| YOUR GOAL |
Would you reproduce all of the entries below, character for character?

(Source records)
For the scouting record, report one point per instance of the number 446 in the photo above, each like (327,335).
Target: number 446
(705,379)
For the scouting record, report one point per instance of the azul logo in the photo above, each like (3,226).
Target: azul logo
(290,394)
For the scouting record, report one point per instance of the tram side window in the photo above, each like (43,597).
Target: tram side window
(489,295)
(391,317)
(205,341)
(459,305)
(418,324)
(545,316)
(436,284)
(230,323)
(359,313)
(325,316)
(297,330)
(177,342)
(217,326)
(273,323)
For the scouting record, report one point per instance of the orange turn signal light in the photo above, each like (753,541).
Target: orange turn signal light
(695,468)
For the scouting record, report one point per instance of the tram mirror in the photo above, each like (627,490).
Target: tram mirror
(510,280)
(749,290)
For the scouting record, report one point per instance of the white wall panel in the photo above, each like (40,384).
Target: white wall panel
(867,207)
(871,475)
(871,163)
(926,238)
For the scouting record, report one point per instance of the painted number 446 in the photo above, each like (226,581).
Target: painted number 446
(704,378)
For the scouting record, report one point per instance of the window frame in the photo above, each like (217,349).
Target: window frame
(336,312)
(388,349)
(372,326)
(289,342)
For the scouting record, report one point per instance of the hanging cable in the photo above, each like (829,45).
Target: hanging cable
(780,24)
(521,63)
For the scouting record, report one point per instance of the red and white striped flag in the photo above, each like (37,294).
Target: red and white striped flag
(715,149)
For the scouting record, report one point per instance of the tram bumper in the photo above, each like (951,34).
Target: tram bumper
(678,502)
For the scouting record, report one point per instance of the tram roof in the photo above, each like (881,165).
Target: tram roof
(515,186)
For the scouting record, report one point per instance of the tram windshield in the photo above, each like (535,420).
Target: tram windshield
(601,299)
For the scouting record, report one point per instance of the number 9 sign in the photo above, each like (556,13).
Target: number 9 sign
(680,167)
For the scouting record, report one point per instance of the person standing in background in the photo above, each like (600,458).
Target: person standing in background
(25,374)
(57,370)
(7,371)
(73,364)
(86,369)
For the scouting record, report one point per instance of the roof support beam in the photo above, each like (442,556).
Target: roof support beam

| EXPECTED OUTPUT |
For the scouting record, report one point per instance of the number 446 in the photo above, each like (327,335).
Target: number 446
(705,379)
For the scouting record, report one point per instance of the azul logo in the photo above, each like (3,226).
Target: azul logo
(290,394)
For the scouting record, report one point per instance of the tram side window in the photo above, each like (43,597).
Target: tram side window
(489,295)
(391,317)
(205,341)
(459,305)
(418,324)
(545,316)
(436,284)
(230,323)
(359,313)
(325,316)
(297,330)
(177,342)
(217,326)
(273,323)
For the scouting record, report one point per instance of the orange turn signal light in the photo above, each like (753,541).
Target: orange turn signal light
(695,468)
For the scouting record, report one point per instance of the tram mirror in the photo above, each like (627,490).
Target: tram mirror
(510,280)
(749,290)
For the scouting record, report one point per instance of the white wall panel in the photo above, each like (40,384).
Target: white wall panel
(867,207)
(871,475)
(871,163)
(926,238)
For the scouting record, report one point per instance of the painted number 446 in the photo above, each like (226,581).
Target: painted number 446
(704,378)
For the scouting record, report one point per instance of the window frame in the photo above, each like (217,349).
Target: window frame
(336,312)
(388,349)
(372,326)
(289,342)
For the scouting record, report one point per instance of the hanging cable in the photo above, each like (829,45).
Target: hanging cable
(780,24)
(521,63)
For the scouting record, report one point per instance of the red and white striped flag in the photo above, each like (37,294).
Target: red and white striped flag
(715,149)
For the scouting record, report one point per instance of the tram bumper in the photo above, each like (951,34).
Target: tram bumper
(678,502)
For the scouting record, report one point per instance of the tram roof in the photo above, each like (881,165).
Target: tram roof
(515,186)
For the scouting record, report one point per instance of the tram windshield in the photo above, each like (535,420).
Target: tram windshield
(601,299)
For the scouting record, report one point per instance of the number 9 sign in the photo above, each like (556,13).
Target: number 9 sign
(680,167)
For the scouting record, report one point per instance of the person standing in background in the photo above, each like (600,458).
Target: person standing in background
(25,374)
(57,370)
(7,371)
(73,364)
(86,369)
For the scouting record, report one point per instance of the roof support beam in the photo above, each like (442,556).
Target: roof support beam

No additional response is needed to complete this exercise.